The lines to reproduce run from the one containing "Phrase: snow surface" through the end of the records below. Reproduce them exactly and add nothing.

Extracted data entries
╭──
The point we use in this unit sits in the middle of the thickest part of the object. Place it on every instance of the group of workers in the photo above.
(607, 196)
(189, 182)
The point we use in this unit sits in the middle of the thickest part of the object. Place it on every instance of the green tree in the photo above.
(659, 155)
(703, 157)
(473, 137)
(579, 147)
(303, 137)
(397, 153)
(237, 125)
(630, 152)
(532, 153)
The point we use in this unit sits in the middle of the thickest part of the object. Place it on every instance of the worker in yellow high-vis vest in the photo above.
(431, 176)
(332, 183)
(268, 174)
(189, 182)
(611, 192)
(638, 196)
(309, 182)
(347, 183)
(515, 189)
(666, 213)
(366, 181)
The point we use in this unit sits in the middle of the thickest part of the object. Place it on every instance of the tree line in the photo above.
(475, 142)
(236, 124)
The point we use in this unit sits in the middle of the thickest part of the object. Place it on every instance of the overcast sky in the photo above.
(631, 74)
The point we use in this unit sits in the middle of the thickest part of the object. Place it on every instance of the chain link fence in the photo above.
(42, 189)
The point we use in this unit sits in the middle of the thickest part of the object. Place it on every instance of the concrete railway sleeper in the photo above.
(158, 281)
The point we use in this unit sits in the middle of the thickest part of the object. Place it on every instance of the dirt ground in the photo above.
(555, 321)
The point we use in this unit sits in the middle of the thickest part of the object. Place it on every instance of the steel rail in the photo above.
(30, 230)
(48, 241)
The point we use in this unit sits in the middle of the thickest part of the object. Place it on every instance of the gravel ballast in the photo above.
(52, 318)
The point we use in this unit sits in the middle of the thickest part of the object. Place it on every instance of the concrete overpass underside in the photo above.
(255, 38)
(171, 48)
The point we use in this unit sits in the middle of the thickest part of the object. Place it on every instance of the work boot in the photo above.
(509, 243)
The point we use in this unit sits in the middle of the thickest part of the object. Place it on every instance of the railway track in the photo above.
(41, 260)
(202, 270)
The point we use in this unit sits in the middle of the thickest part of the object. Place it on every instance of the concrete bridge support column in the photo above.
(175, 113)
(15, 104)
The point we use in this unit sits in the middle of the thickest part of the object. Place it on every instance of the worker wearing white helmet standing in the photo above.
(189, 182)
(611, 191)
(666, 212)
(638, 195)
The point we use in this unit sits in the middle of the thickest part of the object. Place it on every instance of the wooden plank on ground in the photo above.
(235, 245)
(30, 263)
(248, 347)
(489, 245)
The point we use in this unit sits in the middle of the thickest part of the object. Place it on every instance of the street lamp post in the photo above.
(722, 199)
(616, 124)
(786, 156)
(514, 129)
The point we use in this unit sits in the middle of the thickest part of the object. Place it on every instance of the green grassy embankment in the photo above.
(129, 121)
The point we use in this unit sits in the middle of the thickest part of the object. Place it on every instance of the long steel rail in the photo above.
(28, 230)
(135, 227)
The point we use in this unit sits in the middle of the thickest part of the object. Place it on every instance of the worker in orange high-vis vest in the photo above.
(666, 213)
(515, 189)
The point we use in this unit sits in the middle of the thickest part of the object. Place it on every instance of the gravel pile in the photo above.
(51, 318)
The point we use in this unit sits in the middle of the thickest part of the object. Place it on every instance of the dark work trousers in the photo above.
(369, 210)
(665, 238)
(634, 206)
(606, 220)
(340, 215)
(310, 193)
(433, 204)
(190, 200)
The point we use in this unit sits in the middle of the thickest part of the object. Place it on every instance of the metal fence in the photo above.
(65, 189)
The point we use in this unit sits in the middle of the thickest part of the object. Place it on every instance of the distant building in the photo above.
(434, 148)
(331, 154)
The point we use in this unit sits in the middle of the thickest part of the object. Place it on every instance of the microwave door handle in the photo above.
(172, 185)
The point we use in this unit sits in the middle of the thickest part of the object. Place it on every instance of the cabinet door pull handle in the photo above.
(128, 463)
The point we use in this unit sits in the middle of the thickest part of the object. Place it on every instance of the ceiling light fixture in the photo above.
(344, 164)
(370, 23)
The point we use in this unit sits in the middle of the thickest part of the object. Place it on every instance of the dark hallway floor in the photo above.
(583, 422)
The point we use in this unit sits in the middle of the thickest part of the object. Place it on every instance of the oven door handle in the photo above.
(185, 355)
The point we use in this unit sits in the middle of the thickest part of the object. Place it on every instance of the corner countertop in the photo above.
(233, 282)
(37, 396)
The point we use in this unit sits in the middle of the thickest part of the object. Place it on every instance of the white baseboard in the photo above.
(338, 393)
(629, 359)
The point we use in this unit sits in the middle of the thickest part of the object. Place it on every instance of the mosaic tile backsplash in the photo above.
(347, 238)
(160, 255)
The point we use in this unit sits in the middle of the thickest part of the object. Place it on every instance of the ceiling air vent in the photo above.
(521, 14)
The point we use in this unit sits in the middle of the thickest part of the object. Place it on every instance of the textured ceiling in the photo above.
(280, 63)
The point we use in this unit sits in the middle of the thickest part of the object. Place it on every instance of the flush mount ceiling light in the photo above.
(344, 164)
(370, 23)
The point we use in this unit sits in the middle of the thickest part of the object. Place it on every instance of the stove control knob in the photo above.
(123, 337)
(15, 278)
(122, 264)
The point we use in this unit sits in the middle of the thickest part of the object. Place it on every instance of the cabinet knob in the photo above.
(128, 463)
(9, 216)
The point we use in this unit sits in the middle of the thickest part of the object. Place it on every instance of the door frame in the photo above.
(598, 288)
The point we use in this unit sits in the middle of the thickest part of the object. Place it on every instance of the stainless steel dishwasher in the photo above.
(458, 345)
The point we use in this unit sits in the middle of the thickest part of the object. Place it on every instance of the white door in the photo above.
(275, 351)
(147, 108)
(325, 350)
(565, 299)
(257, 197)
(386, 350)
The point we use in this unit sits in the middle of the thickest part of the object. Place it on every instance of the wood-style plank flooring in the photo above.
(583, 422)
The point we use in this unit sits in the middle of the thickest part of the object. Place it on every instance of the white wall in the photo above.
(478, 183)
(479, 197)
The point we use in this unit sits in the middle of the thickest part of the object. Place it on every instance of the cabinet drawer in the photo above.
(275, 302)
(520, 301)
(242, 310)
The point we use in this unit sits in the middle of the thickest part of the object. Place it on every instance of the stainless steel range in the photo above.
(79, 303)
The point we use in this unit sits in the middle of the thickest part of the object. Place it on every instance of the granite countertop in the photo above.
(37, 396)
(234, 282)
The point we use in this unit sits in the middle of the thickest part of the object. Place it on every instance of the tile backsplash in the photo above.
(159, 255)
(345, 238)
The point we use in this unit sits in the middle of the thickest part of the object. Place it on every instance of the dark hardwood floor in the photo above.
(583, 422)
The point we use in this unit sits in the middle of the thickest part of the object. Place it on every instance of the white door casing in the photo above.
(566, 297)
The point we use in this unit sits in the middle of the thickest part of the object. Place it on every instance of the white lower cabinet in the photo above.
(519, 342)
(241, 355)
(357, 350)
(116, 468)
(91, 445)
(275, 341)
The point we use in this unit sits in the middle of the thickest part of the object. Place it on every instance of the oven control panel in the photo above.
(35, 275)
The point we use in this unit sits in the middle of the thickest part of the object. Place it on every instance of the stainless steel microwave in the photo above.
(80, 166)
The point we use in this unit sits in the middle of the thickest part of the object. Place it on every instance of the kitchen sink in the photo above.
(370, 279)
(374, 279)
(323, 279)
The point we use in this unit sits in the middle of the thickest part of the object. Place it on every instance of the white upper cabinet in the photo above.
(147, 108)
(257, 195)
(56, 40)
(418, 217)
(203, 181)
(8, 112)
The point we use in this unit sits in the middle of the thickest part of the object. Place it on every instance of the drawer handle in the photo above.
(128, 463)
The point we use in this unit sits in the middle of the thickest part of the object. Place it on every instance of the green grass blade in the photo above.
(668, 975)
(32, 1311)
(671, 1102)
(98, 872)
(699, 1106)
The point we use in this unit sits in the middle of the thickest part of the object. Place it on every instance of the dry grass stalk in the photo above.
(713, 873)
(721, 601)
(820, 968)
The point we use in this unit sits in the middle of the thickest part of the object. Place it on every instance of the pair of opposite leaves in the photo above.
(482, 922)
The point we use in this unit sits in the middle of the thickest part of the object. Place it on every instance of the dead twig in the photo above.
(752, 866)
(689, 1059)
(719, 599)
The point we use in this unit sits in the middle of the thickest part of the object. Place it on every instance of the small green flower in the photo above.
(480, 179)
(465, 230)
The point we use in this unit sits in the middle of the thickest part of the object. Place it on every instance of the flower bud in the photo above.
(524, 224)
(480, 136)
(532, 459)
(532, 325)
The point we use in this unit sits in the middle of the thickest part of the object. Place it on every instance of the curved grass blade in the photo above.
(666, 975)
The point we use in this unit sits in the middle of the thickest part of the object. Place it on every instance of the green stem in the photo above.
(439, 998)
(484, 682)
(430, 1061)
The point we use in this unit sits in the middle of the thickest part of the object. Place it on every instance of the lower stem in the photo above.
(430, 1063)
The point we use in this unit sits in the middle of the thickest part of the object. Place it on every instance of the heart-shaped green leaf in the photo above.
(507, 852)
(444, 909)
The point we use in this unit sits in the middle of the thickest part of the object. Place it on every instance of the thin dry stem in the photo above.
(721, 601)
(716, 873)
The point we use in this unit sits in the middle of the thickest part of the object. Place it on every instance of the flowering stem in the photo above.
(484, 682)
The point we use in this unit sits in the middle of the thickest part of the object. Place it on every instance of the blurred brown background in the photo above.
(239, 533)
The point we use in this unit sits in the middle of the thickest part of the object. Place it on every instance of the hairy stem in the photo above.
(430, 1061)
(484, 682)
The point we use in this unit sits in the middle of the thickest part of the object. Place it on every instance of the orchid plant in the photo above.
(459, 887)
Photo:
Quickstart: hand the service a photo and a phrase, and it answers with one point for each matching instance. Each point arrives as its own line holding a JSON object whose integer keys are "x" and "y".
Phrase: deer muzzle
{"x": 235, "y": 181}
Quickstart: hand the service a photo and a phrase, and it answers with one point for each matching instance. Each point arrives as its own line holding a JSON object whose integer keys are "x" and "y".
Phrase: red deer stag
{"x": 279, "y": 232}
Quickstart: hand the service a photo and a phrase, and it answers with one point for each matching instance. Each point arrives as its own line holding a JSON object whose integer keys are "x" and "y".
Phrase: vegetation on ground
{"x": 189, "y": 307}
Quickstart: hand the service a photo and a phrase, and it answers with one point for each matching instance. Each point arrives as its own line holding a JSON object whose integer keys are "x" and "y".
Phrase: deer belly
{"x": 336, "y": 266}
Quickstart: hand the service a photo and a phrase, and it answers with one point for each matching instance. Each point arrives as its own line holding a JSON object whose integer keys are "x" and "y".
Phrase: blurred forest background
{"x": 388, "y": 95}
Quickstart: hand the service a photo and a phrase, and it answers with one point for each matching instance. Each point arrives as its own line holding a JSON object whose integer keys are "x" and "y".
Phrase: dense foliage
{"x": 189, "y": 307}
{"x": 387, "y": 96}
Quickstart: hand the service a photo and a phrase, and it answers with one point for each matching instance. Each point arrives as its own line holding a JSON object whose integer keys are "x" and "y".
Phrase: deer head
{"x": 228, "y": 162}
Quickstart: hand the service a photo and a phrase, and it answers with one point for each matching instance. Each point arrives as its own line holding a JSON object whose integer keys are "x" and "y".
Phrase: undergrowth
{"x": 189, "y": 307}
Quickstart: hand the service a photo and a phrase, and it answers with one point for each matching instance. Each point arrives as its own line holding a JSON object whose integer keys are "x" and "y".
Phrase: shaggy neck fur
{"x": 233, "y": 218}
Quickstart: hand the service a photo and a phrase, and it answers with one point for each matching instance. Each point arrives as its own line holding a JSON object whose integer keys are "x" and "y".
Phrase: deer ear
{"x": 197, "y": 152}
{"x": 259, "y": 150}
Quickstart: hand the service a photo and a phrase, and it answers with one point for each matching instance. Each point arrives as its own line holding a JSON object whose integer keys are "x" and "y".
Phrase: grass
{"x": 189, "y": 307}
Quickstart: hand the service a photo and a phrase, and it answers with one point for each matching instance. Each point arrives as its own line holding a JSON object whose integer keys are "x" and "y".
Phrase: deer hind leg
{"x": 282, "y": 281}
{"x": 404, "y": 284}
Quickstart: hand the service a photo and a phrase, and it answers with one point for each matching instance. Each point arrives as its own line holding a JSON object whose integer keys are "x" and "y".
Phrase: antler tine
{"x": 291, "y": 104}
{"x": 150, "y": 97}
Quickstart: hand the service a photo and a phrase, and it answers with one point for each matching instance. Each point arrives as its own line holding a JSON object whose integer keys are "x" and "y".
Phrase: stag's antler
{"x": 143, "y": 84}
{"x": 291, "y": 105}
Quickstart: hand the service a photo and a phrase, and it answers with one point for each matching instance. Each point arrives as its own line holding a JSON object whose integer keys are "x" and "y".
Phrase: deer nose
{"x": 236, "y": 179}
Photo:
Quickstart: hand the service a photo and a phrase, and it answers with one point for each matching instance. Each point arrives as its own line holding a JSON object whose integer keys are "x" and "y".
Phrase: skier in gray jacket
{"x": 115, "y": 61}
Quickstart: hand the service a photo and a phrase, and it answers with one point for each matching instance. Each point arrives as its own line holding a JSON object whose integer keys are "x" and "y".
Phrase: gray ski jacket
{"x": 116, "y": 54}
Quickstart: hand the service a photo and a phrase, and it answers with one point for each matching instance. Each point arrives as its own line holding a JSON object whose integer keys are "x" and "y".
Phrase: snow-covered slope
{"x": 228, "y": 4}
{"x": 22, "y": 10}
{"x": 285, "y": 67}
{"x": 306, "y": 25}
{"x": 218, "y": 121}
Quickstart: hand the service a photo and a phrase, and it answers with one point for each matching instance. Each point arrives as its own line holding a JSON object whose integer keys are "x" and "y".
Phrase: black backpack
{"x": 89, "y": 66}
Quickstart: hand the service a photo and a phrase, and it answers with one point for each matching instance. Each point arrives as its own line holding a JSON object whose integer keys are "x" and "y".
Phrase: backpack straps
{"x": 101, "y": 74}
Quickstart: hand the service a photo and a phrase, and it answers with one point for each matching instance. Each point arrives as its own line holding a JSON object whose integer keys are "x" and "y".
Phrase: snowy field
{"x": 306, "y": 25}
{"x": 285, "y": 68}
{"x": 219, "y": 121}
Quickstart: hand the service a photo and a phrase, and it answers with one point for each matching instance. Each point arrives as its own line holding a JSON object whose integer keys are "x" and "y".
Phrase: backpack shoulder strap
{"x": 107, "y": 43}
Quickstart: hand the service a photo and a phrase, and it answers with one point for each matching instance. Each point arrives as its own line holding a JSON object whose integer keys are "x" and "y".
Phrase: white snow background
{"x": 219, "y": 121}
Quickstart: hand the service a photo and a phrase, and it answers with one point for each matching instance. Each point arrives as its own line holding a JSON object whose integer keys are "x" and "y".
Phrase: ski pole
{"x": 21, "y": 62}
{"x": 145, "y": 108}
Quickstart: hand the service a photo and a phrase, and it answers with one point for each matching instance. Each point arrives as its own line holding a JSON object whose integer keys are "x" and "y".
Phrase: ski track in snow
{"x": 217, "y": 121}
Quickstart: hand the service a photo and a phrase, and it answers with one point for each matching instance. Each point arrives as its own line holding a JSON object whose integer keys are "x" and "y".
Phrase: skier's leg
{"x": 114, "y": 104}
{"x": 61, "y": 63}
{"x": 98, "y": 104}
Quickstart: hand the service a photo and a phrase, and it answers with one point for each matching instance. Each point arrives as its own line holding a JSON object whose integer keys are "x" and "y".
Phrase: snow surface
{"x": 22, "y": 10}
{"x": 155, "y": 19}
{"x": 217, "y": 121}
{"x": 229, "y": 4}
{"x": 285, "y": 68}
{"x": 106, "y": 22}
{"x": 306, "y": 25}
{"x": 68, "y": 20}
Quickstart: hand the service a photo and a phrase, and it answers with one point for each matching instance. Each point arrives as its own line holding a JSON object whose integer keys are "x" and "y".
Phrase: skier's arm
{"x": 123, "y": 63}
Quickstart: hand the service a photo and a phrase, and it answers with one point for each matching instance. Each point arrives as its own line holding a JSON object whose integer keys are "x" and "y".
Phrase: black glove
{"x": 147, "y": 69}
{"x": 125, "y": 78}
╰──
* [Written reply]:
Phrase: snow surface
{"x": 22, "y": 10}
{"x": 155, "y": 19}
{"x": 217, "y": 121}
{"x": 229, "y": 4}
{"x": 285, "y": 68}
{"x": 106, "y": 22}
{"x": 306, "y": 25}
{"x": 68, "y": 20}
Quickstart: hand the service a photo and a phrase, and it answers with one point for each matching instance. Each point arrives as its own line holding a JSON object whose integer keys are "x" and "y".
Phrase: skier's arm
{"x": 123, "y": 63}
Quickstart: hand the service a photo and a phrase, and it answers with one point for each matching instance. Each point arrives as its own line holding a JSON object whose integer keys are "x" and "y".
Phrase: black glove
{"x": 147, "y": 69}
{"x": 125, "y": 78}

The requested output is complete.